▶ _Exercise prompt_: Your task is to copy each line of the records that includes the string "green".

▶ _Data excerpts_:
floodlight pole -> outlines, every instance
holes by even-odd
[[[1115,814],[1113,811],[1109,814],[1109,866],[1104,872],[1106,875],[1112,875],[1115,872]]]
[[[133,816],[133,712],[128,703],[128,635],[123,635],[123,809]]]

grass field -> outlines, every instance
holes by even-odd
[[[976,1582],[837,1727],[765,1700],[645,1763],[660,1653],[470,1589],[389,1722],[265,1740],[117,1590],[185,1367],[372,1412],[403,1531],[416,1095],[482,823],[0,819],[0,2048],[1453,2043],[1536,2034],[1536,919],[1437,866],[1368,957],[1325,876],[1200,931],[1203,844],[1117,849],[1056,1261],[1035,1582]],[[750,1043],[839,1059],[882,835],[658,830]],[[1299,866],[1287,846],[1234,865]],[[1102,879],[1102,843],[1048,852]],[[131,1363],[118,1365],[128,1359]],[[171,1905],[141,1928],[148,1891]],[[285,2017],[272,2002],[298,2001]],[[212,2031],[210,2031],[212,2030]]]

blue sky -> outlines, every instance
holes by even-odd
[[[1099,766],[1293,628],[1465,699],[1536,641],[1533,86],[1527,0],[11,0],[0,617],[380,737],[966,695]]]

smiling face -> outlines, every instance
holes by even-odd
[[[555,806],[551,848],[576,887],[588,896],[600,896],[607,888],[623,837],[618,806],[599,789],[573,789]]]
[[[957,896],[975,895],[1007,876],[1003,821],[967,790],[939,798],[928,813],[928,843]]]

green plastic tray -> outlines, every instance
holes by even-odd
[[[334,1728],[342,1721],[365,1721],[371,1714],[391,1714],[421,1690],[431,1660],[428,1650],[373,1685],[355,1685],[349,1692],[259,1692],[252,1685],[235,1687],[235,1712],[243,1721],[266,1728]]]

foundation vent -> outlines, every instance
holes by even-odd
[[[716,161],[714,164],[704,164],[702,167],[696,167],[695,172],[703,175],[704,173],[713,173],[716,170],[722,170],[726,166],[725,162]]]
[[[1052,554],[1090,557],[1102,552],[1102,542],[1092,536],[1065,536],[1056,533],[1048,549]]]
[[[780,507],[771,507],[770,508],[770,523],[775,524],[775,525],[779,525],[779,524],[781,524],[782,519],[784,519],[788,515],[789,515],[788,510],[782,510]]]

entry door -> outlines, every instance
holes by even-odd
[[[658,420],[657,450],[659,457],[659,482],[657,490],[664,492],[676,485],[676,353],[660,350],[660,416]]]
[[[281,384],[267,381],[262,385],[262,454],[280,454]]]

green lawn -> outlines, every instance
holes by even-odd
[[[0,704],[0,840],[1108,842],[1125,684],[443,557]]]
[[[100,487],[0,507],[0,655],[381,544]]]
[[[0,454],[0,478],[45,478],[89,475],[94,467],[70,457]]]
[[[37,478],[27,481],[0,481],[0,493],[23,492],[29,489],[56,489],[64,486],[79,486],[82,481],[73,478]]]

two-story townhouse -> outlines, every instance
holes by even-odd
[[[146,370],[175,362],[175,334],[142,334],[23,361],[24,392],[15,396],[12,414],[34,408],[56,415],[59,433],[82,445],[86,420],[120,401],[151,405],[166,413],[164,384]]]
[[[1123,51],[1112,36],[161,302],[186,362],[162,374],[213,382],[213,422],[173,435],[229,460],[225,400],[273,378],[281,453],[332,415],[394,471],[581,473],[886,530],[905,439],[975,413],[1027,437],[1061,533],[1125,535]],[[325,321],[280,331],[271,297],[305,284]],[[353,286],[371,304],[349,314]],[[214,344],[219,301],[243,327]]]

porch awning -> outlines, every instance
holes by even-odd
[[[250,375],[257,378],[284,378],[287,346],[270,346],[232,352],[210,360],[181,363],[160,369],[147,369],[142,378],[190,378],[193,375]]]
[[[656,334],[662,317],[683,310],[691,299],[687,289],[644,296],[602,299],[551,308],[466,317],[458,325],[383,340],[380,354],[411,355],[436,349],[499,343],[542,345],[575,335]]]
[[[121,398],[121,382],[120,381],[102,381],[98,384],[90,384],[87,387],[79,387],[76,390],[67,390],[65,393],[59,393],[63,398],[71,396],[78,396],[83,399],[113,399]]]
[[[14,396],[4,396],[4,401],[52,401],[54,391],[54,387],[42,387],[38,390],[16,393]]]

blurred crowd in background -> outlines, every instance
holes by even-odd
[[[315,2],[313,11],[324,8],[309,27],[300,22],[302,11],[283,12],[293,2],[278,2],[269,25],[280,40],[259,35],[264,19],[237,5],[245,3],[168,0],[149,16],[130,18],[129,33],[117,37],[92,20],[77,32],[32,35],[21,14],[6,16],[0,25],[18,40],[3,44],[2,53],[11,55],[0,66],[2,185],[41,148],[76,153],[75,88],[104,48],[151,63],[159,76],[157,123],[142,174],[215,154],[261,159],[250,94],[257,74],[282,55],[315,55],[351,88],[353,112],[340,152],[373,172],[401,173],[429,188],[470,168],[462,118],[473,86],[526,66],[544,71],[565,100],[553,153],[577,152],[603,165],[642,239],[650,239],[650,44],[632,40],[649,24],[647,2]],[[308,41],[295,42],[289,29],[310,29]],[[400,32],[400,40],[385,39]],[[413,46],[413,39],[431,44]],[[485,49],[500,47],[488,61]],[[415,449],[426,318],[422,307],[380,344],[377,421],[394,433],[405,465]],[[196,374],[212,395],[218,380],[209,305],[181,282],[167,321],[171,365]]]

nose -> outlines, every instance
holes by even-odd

▶ _Result_:
green plastic tray -> outlines, every instance
green lawn -> outlines, every instance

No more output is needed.